OBJECTIVE: Omit any picture, and return the remaining data exactly as written.
[Start DATA FOR THIS EXERCISE]
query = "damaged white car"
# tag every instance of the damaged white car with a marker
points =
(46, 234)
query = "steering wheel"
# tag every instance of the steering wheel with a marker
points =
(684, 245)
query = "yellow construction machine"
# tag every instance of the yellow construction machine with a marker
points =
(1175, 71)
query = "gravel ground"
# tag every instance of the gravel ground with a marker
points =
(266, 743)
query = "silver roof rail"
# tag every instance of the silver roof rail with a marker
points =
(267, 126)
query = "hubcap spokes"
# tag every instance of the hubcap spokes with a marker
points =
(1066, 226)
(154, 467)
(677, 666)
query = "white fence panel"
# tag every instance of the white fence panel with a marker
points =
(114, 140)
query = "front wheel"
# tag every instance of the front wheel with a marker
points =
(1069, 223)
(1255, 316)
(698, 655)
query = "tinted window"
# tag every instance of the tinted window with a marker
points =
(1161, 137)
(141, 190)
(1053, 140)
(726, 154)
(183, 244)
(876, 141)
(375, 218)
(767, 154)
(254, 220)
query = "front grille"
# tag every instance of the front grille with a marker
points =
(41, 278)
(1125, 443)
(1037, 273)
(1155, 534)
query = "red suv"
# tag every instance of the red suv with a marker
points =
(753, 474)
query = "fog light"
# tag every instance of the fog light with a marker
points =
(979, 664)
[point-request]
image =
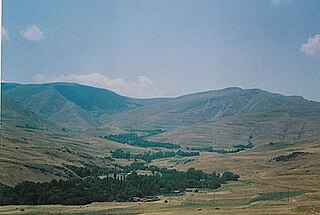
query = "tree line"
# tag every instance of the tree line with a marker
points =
(111, 188)
(149, 156)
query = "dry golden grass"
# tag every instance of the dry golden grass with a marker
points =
(258, 175)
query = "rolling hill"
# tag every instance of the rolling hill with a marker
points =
(71, 106)
(219, 118)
[End DATA FOR THIS EXERCISE]
WRITTEN RESPONSE:
query = "damaged white car"
# tag every instance of the damaged white car with a marker
points =
(46, 234)
query = "steering wheel"
# tag every instance of the steering wheel with a marker
points =
(684, 245)
query = "yellow construction machine"
# tag every instance of the yellow construction machine with a marker
points =
(1175, 71)
query = "gravel ground"
# tag every instance of the gravel ground with a marker
points =
(266, 743)
query = "silver roof rail"
# tag every instance of the silver roof rail with a marker
points =
(267, 126)
query = "hubcap spokes"
# tag every instance of the hubcap spokes with a marker
points =
(1066, 226)
(154, 467)
(677, 666)
query = "white fence panel"
# tag every instance of the white fence panel with a marker
points =
(114, 140)
query = "front wheel"
# tag every instance of the front wheel with a marker
points =
(1069, 223)
(1255, 316)
(698, 655)
query = "tinted window"
# tag every instance of the tinted window with a marker
points =
(1161, 137)
(141, 190)
(1053, 140)
(726, 154)
(183, 244)
(876, 141)
(375, 218)
(767, 154)
(254, 220)
query = "front grille"
# tag every instance of the front grille with a marker
points =
(41, 278)
(1125, 443)
(1037, 273)
(1155, 534)
query = "red suv"
# tag every instance of the red suv with a marker
points =
(753, 474)
query = "fog light"
# tag every instance of the fog light with a marker
points =
(979, 664)
[point-request]
image =
query = "tree line"
# tag every instance of the tree line with a marker
points =
(111, 188)
(149, 156)
query = "dry golden grass"
# tag every instance of the dry golden grass with a marker
points =
(258, 175)
query = "rolling hill"
# tag every instance of the rolling hill with a marker
points =
(71, 106)
(219, 118)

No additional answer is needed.